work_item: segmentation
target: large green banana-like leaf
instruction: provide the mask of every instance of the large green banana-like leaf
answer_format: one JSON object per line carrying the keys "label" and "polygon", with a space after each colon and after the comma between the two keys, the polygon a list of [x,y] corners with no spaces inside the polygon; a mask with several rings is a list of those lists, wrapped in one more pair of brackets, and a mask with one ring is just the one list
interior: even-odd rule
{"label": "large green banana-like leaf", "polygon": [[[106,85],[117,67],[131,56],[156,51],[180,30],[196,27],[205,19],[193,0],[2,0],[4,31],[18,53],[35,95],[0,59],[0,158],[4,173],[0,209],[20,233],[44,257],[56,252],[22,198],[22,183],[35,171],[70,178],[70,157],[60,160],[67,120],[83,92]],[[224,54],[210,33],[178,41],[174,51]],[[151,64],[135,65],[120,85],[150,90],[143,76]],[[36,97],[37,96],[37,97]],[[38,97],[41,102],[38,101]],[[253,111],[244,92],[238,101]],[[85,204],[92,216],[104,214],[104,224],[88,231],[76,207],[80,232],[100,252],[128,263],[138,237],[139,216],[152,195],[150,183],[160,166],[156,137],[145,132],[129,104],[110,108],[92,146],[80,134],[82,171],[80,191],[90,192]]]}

************

* [Short exercise]: Quote the listing word for word, from its first line through the line that contains "instruction: provide the", including both of those lines.

* [Solution]:
work_item: segmentation
target: large green banana-like leaf
instruction: provide the mask of every instance of the large green banana-like leaf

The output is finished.